Instructions for the task:
Reproduce only the lines of the items between the one holding "keyboard and supply bounding boxes." and the one holding "top-left (545, 209), bottom-right (578, 225)", inclusive, with every "laptop" changed to "notebook" and nothing else altered.

======== Raw data

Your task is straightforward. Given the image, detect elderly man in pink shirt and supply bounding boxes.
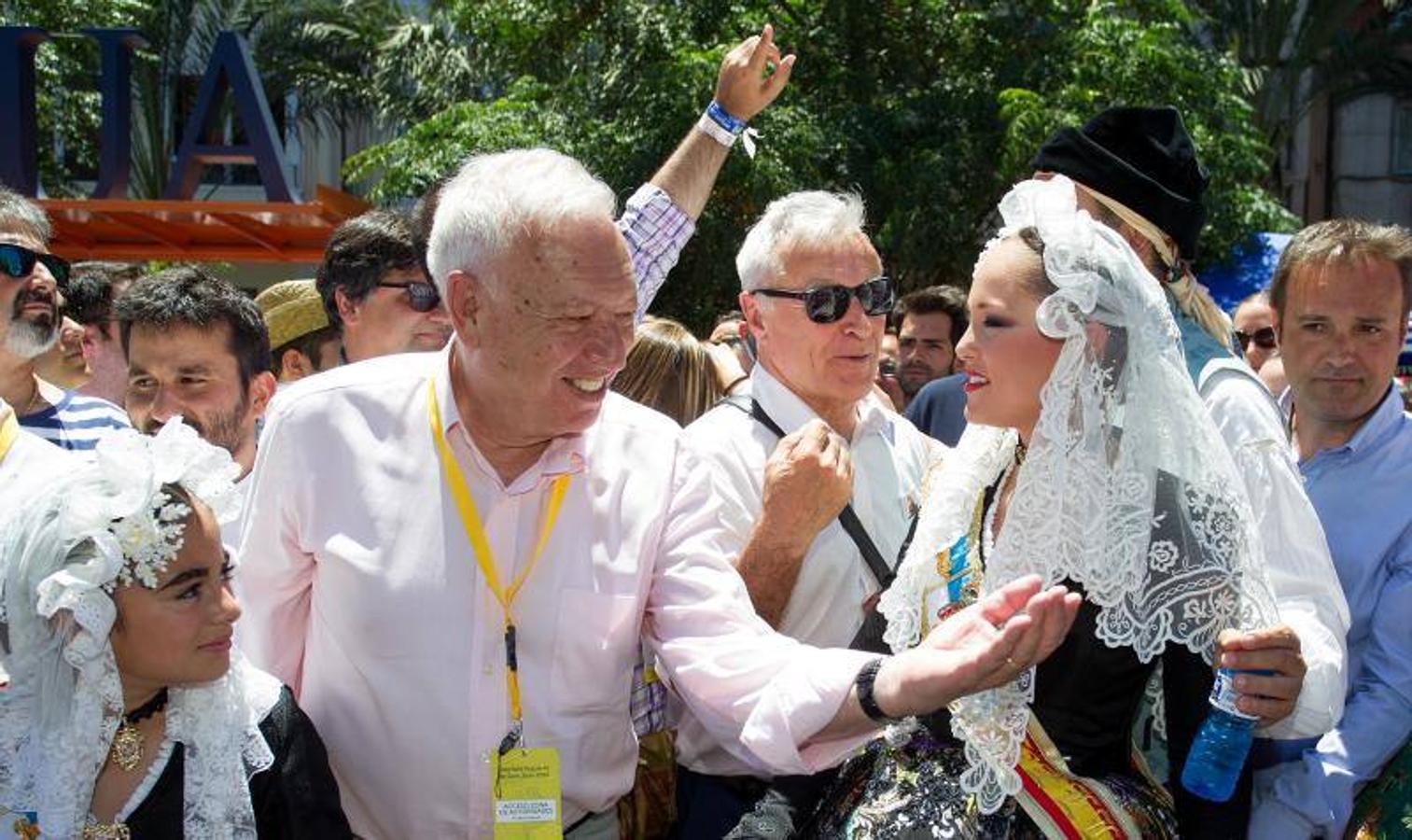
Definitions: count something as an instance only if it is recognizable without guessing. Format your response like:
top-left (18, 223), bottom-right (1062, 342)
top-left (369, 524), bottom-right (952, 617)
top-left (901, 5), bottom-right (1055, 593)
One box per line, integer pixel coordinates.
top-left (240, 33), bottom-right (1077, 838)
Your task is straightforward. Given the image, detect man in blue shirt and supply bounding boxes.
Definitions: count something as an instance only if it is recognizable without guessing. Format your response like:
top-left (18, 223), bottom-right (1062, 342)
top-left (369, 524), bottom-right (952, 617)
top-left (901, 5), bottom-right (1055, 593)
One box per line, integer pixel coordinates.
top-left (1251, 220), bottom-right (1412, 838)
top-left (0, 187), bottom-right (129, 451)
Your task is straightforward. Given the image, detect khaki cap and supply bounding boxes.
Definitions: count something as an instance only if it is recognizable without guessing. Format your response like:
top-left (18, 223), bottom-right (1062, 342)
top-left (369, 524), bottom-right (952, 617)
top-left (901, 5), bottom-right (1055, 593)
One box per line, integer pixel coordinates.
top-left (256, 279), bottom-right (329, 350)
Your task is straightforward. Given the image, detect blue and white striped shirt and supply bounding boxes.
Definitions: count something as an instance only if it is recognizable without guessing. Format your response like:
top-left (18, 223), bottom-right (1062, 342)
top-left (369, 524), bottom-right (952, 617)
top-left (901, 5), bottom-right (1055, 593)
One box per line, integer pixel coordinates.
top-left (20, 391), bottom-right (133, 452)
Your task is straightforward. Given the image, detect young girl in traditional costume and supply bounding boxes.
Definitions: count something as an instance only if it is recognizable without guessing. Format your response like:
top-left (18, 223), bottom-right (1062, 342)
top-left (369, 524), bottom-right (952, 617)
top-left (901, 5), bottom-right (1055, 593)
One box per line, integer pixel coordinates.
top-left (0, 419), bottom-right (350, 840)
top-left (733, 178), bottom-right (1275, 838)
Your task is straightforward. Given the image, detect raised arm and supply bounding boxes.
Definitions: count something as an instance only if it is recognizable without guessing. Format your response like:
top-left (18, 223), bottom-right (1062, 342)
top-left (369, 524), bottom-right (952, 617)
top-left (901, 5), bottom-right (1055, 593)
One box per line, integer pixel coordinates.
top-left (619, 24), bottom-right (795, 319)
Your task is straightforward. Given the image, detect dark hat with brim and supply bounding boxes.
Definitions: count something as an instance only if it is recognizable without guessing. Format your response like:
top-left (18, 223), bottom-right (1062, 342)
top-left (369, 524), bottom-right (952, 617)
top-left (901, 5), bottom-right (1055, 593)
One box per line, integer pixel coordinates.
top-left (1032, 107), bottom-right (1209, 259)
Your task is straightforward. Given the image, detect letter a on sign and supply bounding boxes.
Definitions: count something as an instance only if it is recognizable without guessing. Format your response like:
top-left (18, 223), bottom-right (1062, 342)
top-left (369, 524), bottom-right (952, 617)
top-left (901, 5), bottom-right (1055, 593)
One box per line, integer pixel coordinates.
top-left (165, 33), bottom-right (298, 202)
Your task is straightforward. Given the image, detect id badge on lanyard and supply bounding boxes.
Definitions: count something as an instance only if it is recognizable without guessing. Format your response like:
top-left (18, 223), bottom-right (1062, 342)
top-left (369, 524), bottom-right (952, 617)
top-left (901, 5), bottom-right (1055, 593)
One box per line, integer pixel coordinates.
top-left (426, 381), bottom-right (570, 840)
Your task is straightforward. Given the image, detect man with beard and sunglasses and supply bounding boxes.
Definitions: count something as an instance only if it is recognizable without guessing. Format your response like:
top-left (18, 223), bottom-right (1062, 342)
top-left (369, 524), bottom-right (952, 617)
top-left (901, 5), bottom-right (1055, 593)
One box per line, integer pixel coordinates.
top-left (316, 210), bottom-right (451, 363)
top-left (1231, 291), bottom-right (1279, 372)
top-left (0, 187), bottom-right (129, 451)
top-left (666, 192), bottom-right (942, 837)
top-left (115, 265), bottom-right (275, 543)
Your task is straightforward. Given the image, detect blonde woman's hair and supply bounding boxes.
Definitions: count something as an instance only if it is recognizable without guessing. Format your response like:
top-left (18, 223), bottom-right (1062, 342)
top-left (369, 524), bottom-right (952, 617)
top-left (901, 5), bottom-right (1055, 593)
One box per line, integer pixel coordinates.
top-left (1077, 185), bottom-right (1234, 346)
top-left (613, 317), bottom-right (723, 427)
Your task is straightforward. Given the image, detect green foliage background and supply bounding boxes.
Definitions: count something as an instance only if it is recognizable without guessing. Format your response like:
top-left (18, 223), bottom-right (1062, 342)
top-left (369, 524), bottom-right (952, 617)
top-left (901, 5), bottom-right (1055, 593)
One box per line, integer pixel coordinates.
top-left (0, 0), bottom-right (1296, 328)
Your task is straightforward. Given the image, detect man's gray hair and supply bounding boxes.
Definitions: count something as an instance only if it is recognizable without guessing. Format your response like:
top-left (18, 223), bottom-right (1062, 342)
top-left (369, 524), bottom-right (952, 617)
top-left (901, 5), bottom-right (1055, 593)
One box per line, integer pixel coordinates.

================
======== Raw data

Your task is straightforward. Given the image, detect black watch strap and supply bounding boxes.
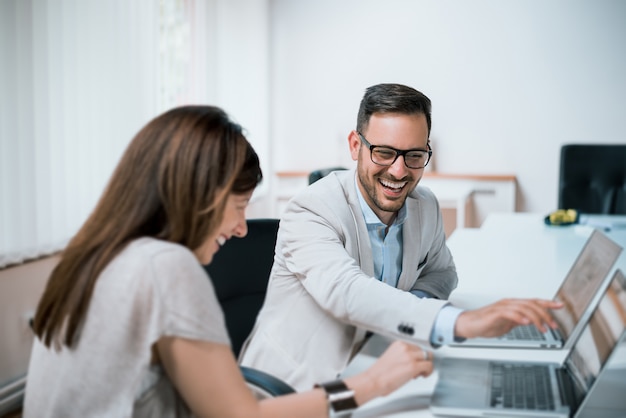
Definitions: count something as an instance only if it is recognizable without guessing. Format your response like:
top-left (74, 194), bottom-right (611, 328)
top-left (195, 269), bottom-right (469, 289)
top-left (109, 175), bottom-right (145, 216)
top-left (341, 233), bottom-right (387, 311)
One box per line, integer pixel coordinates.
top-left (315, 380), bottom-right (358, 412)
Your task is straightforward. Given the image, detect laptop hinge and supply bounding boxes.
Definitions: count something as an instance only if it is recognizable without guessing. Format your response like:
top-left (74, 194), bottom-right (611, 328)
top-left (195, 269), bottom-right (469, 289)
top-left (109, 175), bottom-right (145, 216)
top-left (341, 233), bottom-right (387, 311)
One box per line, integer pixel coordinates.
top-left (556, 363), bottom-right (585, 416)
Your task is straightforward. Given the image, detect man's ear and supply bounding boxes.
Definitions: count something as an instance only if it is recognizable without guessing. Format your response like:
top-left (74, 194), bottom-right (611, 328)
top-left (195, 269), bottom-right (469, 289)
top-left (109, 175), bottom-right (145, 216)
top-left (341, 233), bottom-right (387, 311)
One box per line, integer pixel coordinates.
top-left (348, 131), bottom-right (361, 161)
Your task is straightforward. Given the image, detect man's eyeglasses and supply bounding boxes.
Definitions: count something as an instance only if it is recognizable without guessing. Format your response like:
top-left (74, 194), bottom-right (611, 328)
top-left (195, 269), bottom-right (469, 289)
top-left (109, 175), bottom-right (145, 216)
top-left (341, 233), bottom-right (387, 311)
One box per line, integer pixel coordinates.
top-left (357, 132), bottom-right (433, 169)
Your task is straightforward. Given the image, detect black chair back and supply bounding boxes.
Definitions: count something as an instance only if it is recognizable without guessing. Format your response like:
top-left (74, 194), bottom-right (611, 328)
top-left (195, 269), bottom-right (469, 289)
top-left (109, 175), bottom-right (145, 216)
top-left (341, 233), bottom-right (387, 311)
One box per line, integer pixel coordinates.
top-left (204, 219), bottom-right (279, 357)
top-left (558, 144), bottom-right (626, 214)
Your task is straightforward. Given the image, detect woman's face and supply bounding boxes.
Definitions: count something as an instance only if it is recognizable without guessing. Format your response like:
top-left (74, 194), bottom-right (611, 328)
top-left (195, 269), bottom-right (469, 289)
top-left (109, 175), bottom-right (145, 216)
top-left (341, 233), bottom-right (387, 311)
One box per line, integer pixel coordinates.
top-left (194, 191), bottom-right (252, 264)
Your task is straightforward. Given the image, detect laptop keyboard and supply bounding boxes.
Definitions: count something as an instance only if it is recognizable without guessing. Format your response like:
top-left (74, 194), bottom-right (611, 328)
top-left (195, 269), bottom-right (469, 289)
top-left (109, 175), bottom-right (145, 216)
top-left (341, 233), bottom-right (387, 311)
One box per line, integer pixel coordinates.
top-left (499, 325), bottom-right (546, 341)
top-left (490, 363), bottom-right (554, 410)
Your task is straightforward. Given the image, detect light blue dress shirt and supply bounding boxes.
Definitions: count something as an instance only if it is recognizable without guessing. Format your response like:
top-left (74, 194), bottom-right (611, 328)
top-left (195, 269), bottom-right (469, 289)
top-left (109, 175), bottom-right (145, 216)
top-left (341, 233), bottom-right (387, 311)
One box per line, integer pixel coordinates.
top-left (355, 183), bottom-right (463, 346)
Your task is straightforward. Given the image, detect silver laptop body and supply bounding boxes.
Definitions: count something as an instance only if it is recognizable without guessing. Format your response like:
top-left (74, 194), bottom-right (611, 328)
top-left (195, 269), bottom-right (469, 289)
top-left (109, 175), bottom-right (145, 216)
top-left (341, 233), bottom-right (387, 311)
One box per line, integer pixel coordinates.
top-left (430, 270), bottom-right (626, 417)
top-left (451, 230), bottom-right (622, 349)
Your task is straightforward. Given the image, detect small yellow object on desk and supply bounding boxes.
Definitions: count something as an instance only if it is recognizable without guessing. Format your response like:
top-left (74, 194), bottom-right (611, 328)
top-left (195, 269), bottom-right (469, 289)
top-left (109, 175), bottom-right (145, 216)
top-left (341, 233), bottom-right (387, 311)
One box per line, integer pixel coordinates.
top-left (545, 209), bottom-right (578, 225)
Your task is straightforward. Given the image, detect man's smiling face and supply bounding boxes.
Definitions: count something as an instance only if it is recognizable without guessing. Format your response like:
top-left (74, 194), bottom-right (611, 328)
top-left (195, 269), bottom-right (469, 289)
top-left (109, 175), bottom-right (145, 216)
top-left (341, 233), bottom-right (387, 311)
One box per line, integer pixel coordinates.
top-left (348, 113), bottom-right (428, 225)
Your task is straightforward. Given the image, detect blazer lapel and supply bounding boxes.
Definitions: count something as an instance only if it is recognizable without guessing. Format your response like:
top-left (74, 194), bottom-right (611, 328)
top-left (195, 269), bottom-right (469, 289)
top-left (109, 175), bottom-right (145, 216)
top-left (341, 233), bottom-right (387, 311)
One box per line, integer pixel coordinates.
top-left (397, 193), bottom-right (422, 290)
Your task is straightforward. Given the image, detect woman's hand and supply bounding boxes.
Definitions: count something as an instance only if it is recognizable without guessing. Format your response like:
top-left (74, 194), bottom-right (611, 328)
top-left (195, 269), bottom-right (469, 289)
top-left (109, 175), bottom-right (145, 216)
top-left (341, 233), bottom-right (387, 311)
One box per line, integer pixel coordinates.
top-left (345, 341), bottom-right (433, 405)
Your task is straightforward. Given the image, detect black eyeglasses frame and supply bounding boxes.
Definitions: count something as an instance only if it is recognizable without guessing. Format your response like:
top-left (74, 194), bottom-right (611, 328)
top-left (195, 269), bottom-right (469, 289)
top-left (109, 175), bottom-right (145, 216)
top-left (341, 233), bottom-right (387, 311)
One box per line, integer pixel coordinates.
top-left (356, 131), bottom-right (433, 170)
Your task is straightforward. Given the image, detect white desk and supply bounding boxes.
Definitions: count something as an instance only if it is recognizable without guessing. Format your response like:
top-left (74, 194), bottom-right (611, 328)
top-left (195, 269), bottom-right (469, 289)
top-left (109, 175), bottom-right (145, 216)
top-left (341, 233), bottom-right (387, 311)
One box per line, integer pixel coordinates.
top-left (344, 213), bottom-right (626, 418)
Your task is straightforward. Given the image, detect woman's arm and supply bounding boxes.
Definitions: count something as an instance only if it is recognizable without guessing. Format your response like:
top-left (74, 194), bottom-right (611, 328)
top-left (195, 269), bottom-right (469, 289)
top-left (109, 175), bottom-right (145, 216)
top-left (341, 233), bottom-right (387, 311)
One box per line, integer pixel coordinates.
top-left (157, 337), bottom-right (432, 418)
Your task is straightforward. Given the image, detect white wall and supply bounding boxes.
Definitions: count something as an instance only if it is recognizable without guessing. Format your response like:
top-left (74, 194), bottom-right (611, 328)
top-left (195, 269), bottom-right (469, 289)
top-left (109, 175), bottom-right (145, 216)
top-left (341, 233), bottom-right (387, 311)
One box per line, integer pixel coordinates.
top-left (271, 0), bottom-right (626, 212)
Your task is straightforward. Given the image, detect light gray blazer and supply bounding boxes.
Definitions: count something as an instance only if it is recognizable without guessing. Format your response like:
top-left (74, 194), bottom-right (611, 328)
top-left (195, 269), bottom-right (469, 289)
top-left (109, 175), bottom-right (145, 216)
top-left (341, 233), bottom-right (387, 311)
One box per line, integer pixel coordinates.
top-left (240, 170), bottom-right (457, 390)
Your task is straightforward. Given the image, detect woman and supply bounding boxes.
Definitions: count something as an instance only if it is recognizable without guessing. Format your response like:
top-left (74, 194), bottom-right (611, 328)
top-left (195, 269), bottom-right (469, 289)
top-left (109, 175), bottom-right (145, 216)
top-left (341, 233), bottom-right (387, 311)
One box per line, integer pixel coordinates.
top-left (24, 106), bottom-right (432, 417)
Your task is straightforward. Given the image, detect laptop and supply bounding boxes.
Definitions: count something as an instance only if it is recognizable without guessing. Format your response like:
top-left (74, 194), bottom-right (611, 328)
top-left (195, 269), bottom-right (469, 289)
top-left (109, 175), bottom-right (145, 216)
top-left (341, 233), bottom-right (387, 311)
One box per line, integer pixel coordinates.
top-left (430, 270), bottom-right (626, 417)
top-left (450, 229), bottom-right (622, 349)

================

Output below:
Your task is straightforward. Given the image, detect notebook keyboard and supply bounding boxes.
Definitions: count something as an instance only if it is recognizable without guessing. Format your response like:
top-left (74, 194), bottom-right (611, 328)
top-left (195, 269), bottom-right (469, 289)
top-left (109, 175), bottom-right (145, 216)
top-left (341, 233), bottom-right (387, 311)
One box per line, integer pixel coordinates.
top-left (499, 325), bottom-right (546, 341)
top-left (490, 363), bottom-right (554, 410)
Your task is straightforward. Given the image, detect light blue dress shirt and supply bounding boxes.
Definitions: count something as an instance only if it is recognizable without guessing. Format your response like:
top-left (74, 194), bottom-right (611, 328)
top-left (195, 269), bottom-right (469, 289)
top-left (109, 175), bottom-right (145, 216)
top-left (341, 233), bottom-right (387, 311)
One box per line, integer pixel coordinates.
top-left (355, 183), bottom-right (463, 346)
Your task is straightforward. Given the image, detect silver notebook body and supply bounding boxes.
Definitions: count something as an instance only if it is recognizable without guessing. Format your response like:
top-left (74, 194), bottom-right (611, 328)
top-left (195, 269), bottom-right (469, 289)
top-left (109, 175), bottom-right (145, 216)
top-left (341, 233), bottom-right (387, 311)
One box per line, integer pixel coordinates.
top-left (430, 270), bottom-right (626, 417)
top-left (451, 230), bottom-right (622, 349)
Your task is straightforward. Given the image, detect small yellow object on desk and supply bounding boxes.
Definitions: count something as an instance only if it is recognizable without guessing. Format your response like:
top-left (74, 194), bottom-right (611, 328)
top-left (195, 269), bottom-right (469, 289)
top-left (109, 175), bottom-right (145, 216)
top-left (341, 233), bottom-right (387, 311)
One box per line, integer pixel coordinates.
top-left (545, 209), bottom-right (578, 225)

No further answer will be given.